• _Explore the material_:
1) In the UT Arlington news roundup, write out the passage that begins at the words "A UT Arlington" and stops after "to evolutionary changes.".
2) According to the UT Arlington news roundup, which body appointed the international accreditation team that Elizabeth Poster will join?
3) Proceed with the UT Arlington news roundup from the point where it stops.

• _Quoted passage_:
Start of Block
University of Texas at Arlington physicist Yue Deng will receive more than $500,000 from NASA to study how space weather events such as solar flares drive vertical winds to affect electrodynamics in the Earth's upper atmosphere, Phys.org reported.

Former nursing dean part of international team

Elizabeth Poster, the former dean of the UT Arlington College of Nursing, will be part of an accreditation team of international experts appointed by the Commission for Academic Accreditation of the United Arab Emirates, the Dallas Business Journal People on the Move reported. The Commission is responsible for licensing and accrediting 70 institutions in the UAE. A similar mention appears in the D Magazine Healthcare Daily.

Armstrong earns second national American Chemistry Society award

Daniel W. Armstrong, who holds the UT Arlington Robert A. Welch Chair in Chemistry, will receive his second national award from the American Chemical Society March 17, the Dallas Business Journal People on the Move reported. The ACS Award in Separations Science and Technology, which is sponsored by Waters Corp., will be presented at the ACS national conference in Dallas.

Biology team part of pigeon gene research

A UT Arlington biology team exploring pigeons as a model for vertebrae evolution has uncovered that mutations and interactions among three genes create a wide variety of color variations, the NSF.gov and e! Science News reported. One of those genes, they also found, may be an example of a “slippery gene” more prone to evolutionary changes.
End of Block
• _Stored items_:
Start of Block
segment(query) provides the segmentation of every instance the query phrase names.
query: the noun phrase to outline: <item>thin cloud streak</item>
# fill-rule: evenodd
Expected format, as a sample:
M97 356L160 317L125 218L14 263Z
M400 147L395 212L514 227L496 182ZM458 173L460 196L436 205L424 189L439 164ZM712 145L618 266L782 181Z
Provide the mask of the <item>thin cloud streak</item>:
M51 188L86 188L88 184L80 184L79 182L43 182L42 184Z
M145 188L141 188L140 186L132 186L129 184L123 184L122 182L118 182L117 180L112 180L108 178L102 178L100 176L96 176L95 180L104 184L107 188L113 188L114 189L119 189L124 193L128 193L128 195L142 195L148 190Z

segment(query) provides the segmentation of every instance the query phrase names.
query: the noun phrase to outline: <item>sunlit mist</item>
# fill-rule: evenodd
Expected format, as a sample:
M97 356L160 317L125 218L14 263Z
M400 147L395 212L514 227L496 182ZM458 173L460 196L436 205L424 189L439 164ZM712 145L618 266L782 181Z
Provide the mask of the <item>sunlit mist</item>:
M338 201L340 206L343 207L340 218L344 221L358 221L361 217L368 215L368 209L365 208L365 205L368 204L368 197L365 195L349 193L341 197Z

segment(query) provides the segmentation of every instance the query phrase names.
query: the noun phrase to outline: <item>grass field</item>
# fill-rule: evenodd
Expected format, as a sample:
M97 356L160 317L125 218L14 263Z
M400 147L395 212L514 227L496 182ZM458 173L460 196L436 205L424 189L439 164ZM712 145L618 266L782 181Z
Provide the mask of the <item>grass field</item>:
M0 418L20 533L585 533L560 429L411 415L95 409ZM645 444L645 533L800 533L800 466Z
End of Block
• _Your written answers_:
1)
A UT Arlington biology team exploring pigeons as a model for vertebrae evolution has uncovered that mutations and interactions among three genes create a wide variety of color variations, the NSF.gov and e! Science News reported. One of those genes, they also found, may be an example of a “slippery gene” more prone to evolutionary changes.

2) The Commission for Academic Accreditation of the United Arab Emirates.

3)
Response time to foreign conflicts examined

Heidi Hardt, a UT Arlington assistant political science professor, examines international organizations’ response times to foreign conflicts in her new book, “Time to React: The Efficiency of International Organizations in Crisis Response,” News-Medical.net reported.

Advanced radar units in North Texas started with one at UTA

Dallas-Fort Worth is closer to having a ring of advanced radar units up and running when the spring severe-storm season starts, WFAA.com and Government Technology.com reported. A fourth component of the new radar system was installed Tuesday atop a municipal building in Addison. Over the last year, other units have been deployed at The University of Texas at Arlington, at the University of North Texas in Denton and in Mansfield.